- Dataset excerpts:
◇ ◇ ◇

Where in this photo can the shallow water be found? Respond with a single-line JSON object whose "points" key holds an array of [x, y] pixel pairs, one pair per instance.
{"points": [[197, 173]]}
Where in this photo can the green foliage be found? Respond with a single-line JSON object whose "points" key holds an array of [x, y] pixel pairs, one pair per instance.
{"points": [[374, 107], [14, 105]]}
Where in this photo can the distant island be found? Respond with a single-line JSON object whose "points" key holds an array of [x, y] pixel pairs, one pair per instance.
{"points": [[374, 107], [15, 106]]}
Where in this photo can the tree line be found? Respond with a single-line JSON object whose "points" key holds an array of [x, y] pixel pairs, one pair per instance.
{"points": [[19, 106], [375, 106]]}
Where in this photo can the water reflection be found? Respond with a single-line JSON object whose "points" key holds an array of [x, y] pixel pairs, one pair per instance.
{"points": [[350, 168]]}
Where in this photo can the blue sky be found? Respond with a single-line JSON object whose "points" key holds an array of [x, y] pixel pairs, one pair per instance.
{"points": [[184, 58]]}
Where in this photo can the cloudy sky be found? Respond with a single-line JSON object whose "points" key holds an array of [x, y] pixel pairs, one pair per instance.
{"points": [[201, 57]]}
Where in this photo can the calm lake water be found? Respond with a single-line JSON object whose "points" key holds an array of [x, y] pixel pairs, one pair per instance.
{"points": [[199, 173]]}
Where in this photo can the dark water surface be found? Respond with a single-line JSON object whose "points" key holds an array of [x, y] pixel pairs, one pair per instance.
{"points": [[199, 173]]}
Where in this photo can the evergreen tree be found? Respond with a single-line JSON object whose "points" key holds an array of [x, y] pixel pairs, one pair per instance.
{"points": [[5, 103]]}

◇ ◇ ◇

- Task statement:
In your answer, print every entry exactly as it appears.

- Output for this task:
Where in this photo can the shallow water be found? Respond with a single-line JSON object whose "points" key holds an array of [x, y] pixel pairs, one pair per instance.
{"points": [[197, 173]]}
Where in this photo can the green foliage be found? Respond with a single-line JSON object whose "points" key holds an array of [x, y] pixel pairs, one pair per instance.
{"points": [[374, 107], [14, 105]]}
Where in this photo can the distant island be found? Respond with a single-line JSON object whose "points" key holds an array of [x, y] pixel pairs, one pair per instance.
{"points": [[374, 107], [15, 106]]}
Where in this photo can the tree line be found? Respond with a single-line JSON object whose "points" key holds an array of [x, y] pixel pairs, one pair per instance.
{"points": [[19, 106], [375, 106]]}
Where in this photo can the water reflection be found? Respond with a single-line JSON object whose "points" key holds an array of [x, y] pixel pairs, one pair per instance.
{"points": [[350, 168]]}
Where in this photo can the blue sky be found? Respond with a single-line JSON object whose "points" key holds an array of [x, y] pixel pairs, one pair per instance.
{"points": [[184, 58]]}
Where in this photo can the cloudy sky be found? Respond with a single-line JSON object whose "points" key holds an array of [x, y] pixel pairs, one pair per instance.
{"points": [[201, 57]]}
Where in this photo can the calm lake water be found? Respond with a single-line JSON object whose "points" key holds an array of [x, y] pixel pairs, one pair per instance.
{"points": [[199, 173]]}
Where in this photo can the dark water surface be found? Respond with a single-line JSON object whose "points" key holds an array of [x, y] pixel pairs, one pair per instance.
{"points": [[199, 173]]}
Where in this photo can the evergreen tree be found? Respond with a single-line JSON object whose "points" key holds an array of [x, y] pixel pairs, one pair per instance.
{"points": [[5, 103]]}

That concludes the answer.